Work to complete
1. Rewrite the paragraph beginning "In 1976, after eight years" from the passage on the film Mad Dog Morgan in a shorter form, keeping its main facts.
2. Write the next part of the passage on Mora's film Mad Dog Morgan, picking up after its final sentence.

Text extract
+++

In 1976, after eight years working in London and New York, Mora's first feature film was Mad Dog Morgan, about the bushranger Daniel Morgan, which he also wrote and directed, explaining to Rita Erlich that while he was moving away from the documentary, in all films "one is telling a story, just using different means. Film is a narrative art." Starring Dennis Hopper, Jack Thompson, David Gulpilil, Bill Hunter and Frank Thring, produced by David Puttnam with A$175,666 investment and a A$8,500 loan from the Australian Film Corporation and private backers, Mad Dog Morgan was the first Australian movie to get a 40-cinema release in the United States and worldwide rights purchased for A$300,000 (worth nearly A$2 million in 2021). Though reviewer Michael Rowberry considered its "bid for realism has led the director to overdo the blood," and that the "simplistic morality of the film which ultimately robs it of depth," it went on to receive the John Ford Award at the Cannes Film Festival in 1976 as part of US Bicentennial celebrations, and in 1977 Mora was nominated by the Australian Film Institute for 'Best Director' for the film.

+++

Rows from a pointing dataset
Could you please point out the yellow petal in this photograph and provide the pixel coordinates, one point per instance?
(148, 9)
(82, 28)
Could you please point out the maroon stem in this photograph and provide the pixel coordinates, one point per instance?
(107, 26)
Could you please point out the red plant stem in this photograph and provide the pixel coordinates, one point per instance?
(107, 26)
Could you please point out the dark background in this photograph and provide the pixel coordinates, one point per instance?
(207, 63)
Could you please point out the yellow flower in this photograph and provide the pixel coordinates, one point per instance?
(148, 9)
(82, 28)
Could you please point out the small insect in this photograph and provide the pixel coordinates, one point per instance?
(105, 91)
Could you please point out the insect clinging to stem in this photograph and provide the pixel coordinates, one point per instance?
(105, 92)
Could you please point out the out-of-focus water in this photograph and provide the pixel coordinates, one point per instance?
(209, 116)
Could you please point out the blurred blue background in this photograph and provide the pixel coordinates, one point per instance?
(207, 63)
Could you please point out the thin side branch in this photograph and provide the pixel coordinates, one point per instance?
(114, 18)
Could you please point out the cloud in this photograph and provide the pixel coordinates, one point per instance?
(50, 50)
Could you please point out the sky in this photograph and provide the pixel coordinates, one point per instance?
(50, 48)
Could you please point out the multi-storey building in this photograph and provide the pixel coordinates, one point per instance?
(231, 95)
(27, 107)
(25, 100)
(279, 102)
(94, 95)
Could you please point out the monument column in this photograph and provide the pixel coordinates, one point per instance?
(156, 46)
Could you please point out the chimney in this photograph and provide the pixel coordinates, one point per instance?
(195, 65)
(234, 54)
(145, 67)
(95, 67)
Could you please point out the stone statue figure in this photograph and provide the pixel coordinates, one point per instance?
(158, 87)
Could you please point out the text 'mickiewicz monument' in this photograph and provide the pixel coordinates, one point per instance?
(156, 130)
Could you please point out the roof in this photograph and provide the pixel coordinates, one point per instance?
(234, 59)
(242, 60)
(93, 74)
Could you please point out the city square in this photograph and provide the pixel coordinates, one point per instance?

+++

Answers for the tasks
1. In 1976, after eight years working in London and New York, Mora made his first feature film, Mad Dog Morgan, which he wrote and directed. It was about the bushranger Daniel Morgan and starred Dennis Hopper, Jack Thompson, David Gulpilil, Bill Hunter and Frank Thring. David Puttnam produced it with A$175,666 in investment and a A$8,500 loan from the Australian Film Corporation and private backers. It was the first Australian movie to get a 40-cinema release in the United States, and its worldwide rights sold for A$300,000. Reviewer Michael Rowberry faulted its excessive blood and simplistic morality. Even so, it won the John Ford Award at the 1976 Cannes Film Festival, and in 1977 the Australian Film Institute nominated Mora for Best Director for the film.

2.
In early 1980, Mora and Ron Mallory took an option on Errol Flynn: The Untold Story by Charles Higham, raising hopes of an Australian film being produced in Hollywood, but abandoned after controversy over Higham's research; members of Flynn's family unsuccessfully sued the author and the book's publisher for libel. After making The Beast Within, his first film in America, Mora's next project on one of his periodic returns to Australia in 1981, was the parodic superhero musical, The Return of Captain Invincible, released in Hoyts cinemas for Christmas 1982 by Seven Keys, and starring Alan Arkin, Christopher Lee, Kate Fitzpatrick and an all-star Australian cast, with songs by The Rocky Horror Show creator Richard O'Brien. When Mora fell out with producer Andrew Gaty following Gaty re-cutting the film, the Department of Home Affairs pulled its certification as an Australian film asserting that it was then a different film, prompting a February 1983 court case, which was still not settled in July.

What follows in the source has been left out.